-- TUS INSTRUCCIONES --
Renombra "even-odd" como "nonzero" y vuelve a escribir las líneas, sin cambiar nada más. Empieza en la línea que contiene "outline ivy foliage" y termina después de la que contiene "227L426 214L415 211L409".

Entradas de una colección

■ ■ ■

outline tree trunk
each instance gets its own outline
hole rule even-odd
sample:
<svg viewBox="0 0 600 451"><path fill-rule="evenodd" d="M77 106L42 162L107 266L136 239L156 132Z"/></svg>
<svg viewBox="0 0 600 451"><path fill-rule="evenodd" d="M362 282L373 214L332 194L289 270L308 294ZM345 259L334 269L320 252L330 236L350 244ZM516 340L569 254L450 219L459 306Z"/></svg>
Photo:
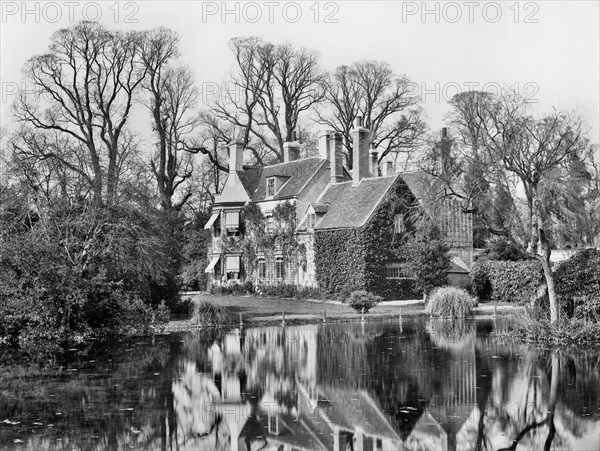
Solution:
<svg viewBox="0 0 600 451"><path fill-rule="evenodd" d="M534 206L537 216L538 225L538 240L542 246L542 255L539 258L542 261L542 269L544 271L544 279L546 280L546 288L548 289L548 301L550 303L550 322L552 324L558 322L558 305L556 301L556 290L554 288L554 276L552 275L552 268L550 267L550 243L546 238L544 232L544 220L542 216L542 208L540 206L540 200L538 196L535 196Z"/></svg>

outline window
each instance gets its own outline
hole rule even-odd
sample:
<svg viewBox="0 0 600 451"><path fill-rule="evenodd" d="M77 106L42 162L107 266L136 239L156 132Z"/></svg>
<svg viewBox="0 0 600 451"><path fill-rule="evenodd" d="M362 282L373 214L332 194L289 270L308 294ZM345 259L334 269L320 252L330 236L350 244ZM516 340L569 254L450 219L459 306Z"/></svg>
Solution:
<svg viewBox="0 0 600 451"><path fill-rule="evenodd" d="M273 216L267 216L267 229L268 234L272 234L275 231L275 218Z"/></svg>
<svg viewBox="0 0 600 451"><path fill-rule="evenodd" d="M275 258L275 278L283 279L285 277L285 267L283 265L283 257Z"/></svg>
<svg viewBox="0 0 600 451"><path fill-rule="evenodd" d="M317 222L317 215L314 213L311 213L309 215L306 216L306 228L308 230L312 230L315 228L315 223Z"/></svg>
<svg viewBox="0 0 600 451"><path fill-rule="evenodd" d="M385 267L386 279L412 279L412 274L408 273L400 263L390 263Z"/></svg>
<svg viewBox="0 0 600 451"><path fill-rule="evenodd" d="M240 212L228 211L225 213L225 227L237 230L240 228Z"/></svg>
<svg viewBox="0 0 600 451"><path fill-rule="evenodd" d="M225 271L227 272L227 280L240 278L240 256L228 255L225 260Z"/></svg>
<svg viewBox="0 0 600 451"><path fill-rule="evenodd" d="M275 195L275 177L269 177L267 179L267 196L271 197Z"/></svg>
<svg viewBox="0 0 600 451"><path fill-rule="evenodd" d="M394 233L406 232L406 225L404 224L404 215L398 214L394 217Z"/></svg>

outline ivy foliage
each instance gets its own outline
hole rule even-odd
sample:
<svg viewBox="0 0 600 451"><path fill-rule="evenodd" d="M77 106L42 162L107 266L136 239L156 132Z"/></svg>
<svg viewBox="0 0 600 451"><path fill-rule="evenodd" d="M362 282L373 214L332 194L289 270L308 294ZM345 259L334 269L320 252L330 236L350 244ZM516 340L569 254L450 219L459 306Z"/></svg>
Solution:
<svg viewBox="0 0 600 451"><path fill-rule="evenodd" d="M526 303L543 282L542 264L538 260L477 261L471 279L480 301Z"/></svg>
<svg viewBox="0 0 600 451"><path fill-rule="evenodd" d="M396 215L410 218L421 211L414 195L399 178L367 223L358 229L317 230L315 263L317 283L324 292L366 290L386 299L415 296L415 281L387 279L386 264L406 258L402 252L407 236L394 233ZM445 250L440 248L440 252Z"/></svg>
<svg viewBox="0 0 600 451"><path fill-rule="evenodd" d="M248 274L256 271L259 253L272 256L280 251L291 261L304 250L296 238L296 206L289 201L278 204L272 213L273 230L267 232L267 218L254 202L248 202L242 210L244 234L241 251L246 260Z"/></svg>
<svg viewBox="0 0 600 451"><path fill-rule="evenodd" d="M439 227L426 214L415 211L409 220L411 228L401 246L395 249L405 271L414 274L414 288L428 293L435 287L446 285L450 269L450 246L445 242Z"/></svg>

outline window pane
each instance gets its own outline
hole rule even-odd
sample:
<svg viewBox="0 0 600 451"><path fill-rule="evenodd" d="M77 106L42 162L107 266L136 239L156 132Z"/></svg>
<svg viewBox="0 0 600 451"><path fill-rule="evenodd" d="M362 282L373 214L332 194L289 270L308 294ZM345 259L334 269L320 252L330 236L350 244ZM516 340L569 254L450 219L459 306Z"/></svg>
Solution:
<svg viewBox="0 0 600 451"><path fill-rule="evenodd" d="M228 255L226 263L227 272L240 271L240 257L238 255Z"/></svg>
<svg viewBox="0 0 600 451"><path fill-rule="evenodd" d="M240 227L240 212L228 211L225 214L225 224L228 229L237 229Z"/></svg>

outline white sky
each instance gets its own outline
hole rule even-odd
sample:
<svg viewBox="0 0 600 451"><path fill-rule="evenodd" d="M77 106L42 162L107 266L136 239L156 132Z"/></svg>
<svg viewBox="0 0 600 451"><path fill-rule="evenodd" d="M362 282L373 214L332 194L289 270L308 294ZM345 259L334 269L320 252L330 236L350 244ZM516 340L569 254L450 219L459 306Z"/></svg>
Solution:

■ ■ ■

-- RESULTADO FINAL --
outline ivy foliage
each instance gets its own outline
hole rule nonzero
sample:
<svg viewBox="0 0 600 451"><path fill-rule="evenodd" d="M77 106L42 162L107 266L136 239L156 132Z"/></svg>
<svg viewBox="0 0 600 451"><path fill-rule="evenodd" d="M362 282L373 214L332 194L289 270L308 294ZM345 259L334 269L320 252L330 236L350 244ZM516 340L569 254L450 219L459 306Z"/></svg>
Solution:
<svg viewBox="0 0 600 451"><path fill-rule="evenodd" d="M526 303L543 282L542 264L538 260L477 261L471 279L480 301Z"/></svg>
<svg viewBox="0 0 600 451"><path fill-rule="evenodd" d="M396 215L410 218L421 211L414 195L399 178L367 223L358 229L317 230L315 263L317 283L324 292L366 290L386 299L415 296L415 281L387 279L386 264L406 258L402 252L407 236L394 233ZM445 250L440 248L440 252Z"/></svg>
<svg viewBox="0 0 600 451"><path fill-rule="evenodd" d="M248 274L256 271L259 253L272 256L280 251L291 261L304 250L296 238L296 206L289 201L278 204L272 213L273 230L267 232L267 218L254 202L248 202L242 210L244 234L241 251L246 260Z"/></svg>
<svg viewBox="0 0 600 451"><path fill-rule="evenodd" d="M439 227L426 214L415 211L409 220L411 228L401 246L395 249L405 271L414 274L414 288L428 293L435 287L446 285L450 269L450 246L445 242Z"/></svg>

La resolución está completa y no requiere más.